-------- Material shown

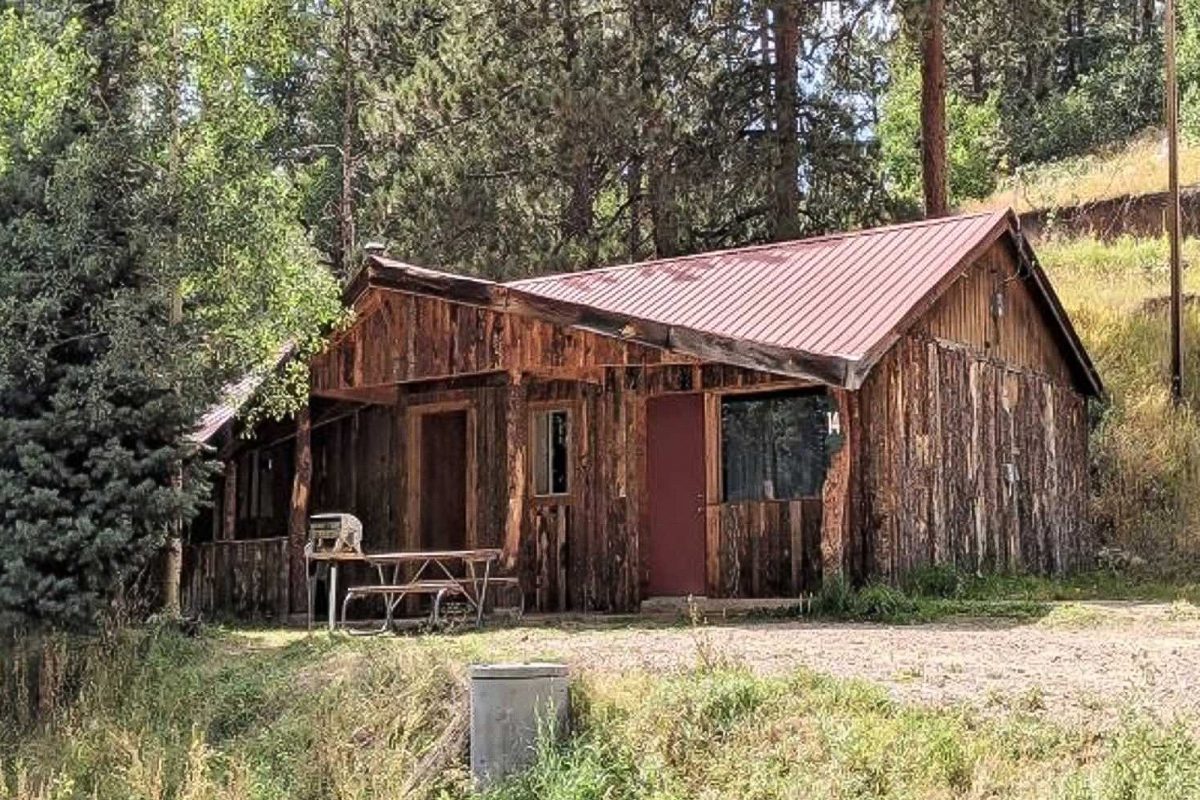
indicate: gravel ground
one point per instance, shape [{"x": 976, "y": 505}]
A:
[{"x": 1083, "y": 660}]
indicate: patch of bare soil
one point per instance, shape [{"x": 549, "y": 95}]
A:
[{"x": 1083, "y": 660}]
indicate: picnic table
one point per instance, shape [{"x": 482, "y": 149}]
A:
[{"x": 433, "y": 575}]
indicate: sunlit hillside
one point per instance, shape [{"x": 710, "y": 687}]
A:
[{"x": 1138, "y": 167}]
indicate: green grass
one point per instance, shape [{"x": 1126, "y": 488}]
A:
[
  {"x": 280, "y": 715},
  {"x": 730, "y": 734}
]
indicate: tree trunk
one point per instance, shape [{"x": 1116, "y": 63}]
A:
[
  {"x": 664, "y": 217},
  {"x": 173, "y": 552},
  {"x": 346, "y": 232},
  {"x": 786, "y": 194},
  {"x": 634, "y": 187},
  {"x": 933, "y": 109},
  {"x": 298, "y": 521}
]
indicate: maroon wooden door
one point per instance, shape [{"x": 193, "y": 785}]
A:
[
  {"x": 675, "y": 480},
  {"x": 443, "y": 481}
]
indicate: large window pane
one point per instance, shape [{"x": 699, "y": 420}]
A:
[{"x": 774, "y": 446}]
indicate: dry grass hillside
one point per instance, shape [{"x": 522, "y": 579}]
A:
[
  {"x": 1145, "y": 452},
  {"x": 1138, "y": 167}
]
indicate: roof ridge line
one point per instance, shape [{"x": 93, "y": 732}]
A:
[{"x": 724, "y": 251}]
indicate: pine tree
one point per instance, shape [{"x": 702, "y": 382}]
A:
[{"x": 145, "y": 188}]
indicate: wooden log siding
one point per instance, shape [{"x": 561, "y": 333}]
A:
[
  {"x": 769, "y": 548},
  {"x": 965, "y": 445},
  {"x": 970, "y": 463},
  {"x": 244, "y": 579},
  {"x": 402, "y": 337}
]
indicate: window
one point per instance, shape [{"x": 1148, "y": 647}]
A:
[
  {"x": 550, "y": 461},
  {"x": 774, "y": 446}
]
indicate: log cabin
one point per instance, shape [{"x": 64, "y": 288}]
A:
[{"x": 737, "y": 423}]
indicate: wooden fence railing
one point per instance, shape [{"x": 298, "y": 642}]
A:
[{"x": 246, "y": 578}]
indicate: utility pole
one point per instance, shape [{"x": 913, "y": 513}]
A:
[{"x": 1174, "y": 217}]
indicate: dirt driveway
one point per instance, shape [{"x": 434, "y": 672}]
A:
[{"x": 1083, "y": 659}]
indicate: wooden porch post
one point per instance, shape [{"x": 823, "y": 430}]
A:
[
  {"x": 713, "y": 494},
  {"x": 837, "y": 517},
  {"x": 516, "y": 438},
  {"x": 229, "y": 506},
  {"x": 298, "y": 523}
]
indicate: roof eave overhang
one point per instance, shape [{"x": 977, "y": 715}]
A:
[
  {"x": 1006, "y": 224},
  {"x": 673, "y": 338}
]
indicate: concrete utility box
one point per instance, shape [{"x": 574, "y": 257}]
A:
[{"x": 508, "y": 704}]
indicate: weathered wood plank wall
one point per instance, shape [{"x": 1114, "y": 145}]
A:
[
  {"x": 975, "y": 444},
  {"x": 967, "y": 446},
  {"x": 405, "y": 337},
  {"x": 247, "y": 579},
  {"x": 769, "y": 548}
]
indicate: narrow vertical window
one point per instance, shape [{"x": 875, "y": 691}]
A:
[{"x": 550, "y": 452}]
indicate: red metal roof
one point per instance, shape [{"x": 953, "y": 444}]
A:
[{"x": 839, "y": 296}]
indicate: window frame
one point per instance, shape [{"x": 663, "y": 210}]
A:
[
  {"x": 537, "y": 410},
  {"x": 765, "y": 394}
]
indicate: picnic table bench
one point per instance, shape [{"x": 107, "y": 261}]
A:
[{"x": 432, "y": 576}]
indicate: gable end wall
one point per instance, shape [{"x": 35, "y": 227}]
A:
[{"x": 975, "y": 439}]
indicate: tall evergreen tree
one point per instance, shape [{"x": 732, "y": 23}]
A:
[{"x": 143, "y": 188}]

----------------

-- About this task --
Copy out the lines of the data where the string "wooden" occurs.

-- Output of the exercise --
indicate: maroon wooden door
indicate: wooden log siding
indicate: wooden fence railing
indicate: wooden porch post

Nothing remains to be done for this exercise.